Excerpted records →
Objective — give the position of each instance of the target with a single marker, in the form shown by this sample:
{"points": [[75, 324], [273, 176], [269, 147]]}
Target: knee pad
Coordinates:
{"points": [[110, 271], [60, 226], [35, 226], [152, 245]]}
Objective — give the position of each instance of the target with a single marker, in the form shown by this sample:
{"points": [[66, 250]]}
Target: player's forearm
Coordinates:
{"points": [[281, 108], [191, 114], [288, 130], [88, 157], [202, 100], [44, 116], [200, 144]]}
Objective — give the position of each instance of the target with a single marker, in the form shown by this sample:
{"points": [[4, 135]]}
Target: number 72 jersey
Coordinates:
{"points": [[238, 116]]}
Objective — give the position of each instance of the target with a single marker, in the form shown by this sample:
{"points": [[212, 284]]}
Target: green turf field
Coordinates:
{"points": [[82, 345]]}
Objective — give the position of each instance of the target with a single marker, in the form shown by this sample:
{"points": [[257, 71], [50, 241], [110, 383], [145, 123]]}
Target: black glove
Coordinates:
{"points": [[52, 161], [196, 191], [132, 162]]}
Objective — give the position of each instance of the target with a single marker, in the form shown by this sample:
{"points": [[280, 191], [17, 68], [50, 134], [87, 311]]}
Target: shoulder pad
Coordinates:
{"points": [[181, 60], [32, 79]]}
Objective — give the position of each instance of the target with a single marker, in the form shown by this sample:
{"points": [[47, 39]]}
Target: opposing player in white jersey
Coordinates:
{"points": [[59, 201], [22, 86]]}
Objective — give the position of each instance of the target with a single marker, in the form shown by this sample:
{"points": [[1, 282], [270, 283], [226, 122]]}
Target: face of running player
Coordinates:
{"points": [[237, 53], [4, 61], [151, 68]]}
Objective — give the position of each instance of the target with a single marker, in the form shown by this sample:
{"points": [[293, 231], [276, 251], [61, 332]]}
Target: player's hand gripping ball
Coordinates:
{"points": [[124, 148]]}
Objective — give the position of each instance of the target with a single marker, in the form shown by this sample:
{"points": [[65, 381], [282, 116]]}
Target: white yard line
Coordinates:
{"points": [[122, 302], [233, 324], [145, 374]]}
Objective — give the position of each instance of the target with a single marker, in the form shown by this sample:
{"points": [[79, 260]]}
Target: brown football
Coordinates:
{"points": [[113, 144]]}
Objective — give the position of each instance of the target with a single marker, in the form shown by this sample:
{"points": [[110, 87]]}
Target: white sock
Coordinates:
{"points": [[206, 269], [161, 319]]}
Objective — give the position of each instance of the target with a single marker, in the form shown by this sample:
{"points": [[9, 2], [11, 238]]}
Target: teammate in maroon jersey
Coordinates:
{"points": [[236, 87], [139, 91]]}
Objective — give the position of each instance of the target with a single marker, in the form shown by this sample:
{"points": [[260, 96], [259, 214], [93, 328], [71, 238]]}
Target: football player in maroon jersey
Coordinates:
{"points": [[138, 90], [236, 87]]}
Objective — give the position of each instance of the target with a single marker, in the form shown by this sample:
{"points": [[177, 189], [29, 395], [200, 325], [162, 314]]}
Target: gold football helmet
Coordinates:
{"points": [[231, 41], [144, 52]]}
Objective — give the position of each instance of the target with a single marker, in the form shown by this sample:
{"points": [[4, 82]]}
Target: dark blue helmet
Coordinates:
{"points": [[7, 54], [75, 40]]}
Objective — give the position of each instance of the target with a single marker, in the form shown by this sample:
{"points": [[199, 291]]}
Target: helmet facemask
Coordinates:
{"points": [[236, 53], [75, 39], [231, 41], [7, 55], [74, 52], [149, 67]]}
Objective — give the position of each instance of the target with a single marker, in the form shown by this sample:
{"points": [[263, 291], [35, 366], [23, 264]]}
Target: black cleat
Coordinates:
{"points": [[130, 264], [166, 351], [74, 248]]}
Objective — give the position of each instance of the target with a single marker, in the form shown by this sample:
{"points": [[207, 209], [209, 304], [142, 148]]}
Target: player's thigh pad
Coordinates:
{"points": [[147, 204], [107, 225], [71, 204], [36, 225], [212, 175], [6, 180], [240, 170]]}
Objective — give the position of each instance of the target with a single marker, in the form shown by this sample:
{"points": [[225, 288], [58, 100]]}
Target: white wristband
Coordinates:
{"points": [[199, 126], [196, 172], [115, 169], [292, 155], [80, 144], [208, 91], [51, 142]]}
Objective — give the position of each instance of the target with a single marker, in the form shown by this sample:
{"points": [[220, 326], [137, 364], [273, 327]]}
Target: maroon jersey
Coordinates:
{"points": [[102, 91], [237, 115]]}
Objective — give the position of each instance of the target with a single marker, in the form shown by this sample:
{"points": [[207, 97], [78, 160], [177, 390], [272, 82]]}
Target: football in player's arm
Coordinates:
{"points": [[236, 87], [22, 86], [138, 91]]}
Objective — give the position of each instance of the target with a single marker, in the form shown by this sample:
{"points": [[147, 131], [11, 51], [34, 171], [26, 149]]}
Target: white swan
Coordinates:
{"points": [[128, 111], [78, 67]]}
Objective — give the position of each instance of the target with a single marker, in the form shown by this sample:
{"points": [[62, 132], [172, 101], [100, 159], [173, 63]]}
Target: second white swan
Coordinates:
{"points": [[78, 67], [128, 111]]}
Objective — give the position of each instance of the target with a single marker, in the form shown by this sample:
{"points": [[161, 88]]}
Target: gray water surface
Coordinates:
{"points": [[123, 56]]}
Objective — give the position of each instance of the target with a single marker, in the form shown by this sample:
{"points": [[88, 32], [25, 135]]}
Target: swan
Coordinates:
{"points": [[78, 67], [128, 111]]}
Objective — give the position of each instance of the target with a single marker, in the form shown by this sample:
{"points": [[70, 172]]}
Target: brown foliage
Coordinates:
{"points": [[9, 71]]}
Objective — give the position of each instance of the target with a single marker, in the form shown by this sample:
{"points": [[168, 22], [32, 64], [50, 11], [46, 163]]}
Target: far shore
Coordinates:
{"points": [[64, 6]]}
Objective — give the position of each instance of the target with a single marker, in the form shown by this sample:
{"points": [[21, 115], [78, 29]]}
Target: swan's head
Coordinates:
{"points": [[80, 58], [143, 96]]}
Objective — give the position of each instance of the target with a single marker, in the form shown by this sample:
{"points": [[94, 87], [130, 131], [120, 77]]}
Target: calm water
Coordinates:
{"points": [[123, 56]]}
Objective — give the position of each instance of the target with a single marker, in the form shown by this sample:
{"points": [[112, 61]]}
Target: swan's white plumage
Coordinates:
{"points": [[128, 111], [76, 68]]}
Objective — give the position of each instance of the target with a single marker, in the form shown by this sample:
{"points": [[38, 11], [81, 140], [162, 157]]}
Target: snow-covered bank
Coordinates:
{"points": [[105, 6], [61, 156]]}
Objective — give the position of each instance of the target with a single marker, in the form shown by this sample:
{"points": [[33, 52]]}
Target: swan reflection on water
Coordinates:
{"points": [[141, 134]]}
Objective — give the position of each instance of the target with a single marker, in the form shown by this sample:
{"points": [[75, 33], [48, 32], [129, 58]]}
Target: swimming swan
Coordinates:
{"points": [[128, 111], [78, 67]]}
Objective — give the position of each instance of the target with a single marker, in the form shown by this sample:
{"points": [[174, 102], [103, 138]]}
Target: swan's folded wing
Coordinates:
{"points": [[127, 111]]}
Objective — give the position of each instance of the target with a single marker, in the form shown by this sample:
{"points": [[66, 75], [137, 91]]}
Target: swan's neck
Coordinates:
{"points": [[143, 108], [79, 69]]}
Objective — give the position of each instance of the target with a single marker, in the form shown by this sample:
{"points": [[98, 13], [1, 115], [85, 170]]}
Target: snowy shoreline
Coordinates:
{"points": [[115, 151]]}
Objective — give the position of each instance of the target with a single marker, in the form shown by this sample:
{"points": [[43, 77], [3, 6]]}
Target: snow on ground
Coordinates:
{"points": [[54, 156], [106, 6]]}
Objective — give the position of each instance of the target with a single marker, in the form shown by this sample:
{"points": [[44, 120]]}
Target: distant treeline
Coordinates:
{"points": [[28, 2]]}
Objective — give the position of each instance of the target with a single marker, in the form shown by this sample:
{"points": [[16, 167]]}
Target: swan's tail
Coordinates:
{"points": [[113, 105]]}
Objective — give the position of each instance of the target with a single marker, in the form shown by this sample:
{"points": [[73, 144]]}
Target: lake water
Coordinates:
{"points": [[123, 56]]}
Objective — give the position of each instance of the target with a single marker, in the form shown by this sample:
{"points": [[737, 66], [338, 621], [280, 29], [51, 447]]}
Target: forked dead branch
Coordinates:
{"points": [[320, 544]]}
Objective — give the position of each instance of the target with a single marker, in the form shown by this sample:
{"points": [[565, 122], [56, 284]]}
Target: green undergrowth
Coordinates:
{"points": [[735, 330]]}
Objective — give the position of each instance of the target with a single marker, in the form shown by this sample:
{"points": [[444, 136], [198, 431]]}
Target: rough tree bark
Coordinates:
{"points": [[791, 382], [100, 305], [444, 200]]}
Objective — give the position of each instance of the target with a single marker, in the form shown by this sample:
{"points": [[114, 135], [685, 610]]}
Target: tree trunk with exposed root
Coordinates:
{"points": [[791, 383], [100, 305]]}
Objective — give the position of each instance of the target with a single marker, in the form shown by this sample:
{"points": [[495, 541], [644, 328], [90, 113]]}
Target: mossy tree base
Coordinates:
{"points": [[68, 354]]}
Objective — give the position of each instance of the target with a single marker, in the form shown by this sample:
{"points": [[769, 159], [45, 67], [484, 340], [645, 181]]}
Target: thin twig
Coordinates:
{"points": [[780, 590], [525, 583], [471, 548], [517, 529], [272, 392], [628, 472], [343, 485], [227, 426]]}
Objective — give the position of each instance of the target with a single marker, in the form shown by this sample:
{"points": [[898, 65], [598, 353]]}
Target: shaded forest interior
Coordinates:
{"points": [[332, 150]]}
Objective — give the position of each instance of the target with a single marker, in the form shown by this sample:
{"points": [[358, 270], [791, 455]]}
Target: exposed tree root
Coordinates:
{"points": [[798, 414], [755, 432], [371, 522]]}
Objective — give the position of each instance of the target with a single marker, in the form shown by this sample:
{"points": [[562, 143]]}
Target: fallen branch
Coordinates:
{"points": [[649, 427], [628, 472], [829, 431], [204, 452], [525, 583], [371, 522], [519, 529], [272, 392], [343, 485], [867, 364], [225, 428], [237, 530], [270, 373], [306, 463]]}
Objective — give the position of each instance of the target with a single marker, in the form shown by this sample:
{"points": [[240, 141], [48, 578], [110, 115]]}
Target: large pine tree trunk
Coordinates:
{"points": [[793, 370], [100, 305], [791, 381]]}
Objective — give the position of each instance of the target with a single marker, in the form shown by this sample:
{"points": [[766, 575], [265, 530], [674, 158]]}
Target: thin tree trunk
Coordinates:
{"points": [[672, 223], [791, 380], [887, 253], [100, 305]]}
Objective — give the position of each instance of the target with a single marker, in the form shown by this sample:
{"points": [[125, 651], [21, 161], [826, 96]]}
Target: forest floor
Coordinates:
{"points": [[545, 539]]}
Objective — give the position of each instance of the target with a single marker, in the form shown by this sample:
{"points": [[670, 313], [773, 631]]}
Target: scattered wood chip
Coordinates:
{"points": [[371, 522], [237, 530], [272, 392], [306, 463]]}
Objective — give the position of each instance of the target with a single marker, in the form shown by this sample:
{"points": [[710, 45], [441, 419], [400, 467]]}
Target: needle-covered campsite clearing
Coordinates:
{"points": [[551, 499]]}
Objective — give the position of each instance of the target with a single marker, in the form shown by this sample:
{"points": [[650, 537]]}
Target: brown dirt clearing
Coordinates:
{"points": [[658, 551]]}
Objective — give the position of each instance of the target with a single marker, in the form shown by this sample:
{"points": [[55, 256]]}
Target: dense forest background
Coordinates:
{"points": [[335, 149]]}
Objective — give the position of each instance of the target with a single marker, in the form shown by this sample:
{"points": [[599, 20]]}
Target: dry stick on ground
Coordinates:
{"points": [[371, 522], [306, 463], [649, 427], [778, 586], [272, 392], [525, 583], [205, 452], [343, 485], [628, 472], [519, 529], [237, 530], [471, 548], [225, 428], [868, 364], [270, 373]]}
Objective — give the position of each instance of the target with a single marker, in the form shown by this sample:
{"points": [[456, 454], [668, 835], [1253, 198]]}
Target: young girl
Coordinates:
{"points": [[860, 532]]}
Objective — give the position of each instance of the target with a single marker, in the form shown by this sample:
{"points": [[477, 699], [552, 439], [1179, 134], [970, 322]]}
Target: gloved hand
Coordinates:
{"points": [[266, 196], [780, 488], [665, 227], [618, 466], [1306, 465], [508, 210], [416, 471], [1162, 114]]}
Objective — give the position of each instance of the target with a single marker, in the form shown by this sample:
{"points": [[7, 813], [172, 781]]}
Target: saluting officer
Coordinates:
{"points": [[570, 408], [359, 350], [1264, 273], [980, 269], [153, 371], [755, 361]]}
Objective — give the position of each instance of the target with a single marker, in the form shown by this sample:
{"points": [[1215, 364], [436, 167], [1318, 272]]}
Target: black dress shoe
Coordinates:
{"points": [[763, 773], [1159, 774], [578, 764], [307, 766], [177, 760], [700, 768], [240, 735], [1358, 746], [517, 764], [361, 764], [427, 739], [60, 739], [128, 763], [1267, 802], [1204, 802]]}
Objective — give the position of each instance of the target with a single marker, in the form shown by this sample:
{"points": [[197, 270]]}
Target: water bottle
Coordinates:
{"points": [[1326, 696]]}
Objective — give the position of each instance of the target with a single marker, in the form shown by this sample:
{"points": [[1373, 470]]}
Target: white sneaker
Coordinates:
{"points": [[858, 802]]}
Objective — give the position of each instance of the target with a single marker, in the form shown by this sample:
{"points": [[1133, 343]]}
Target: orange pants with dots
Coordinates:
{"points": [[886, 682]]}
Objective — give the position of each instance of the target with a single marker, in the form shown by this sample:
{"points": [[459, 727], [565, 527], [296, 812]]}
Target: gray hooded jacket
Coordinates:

Task statement → Count the lines in the listing above that contain the string "hand", treating uppercase and lowercase as different. Reply with only the number.

Result for this task → 2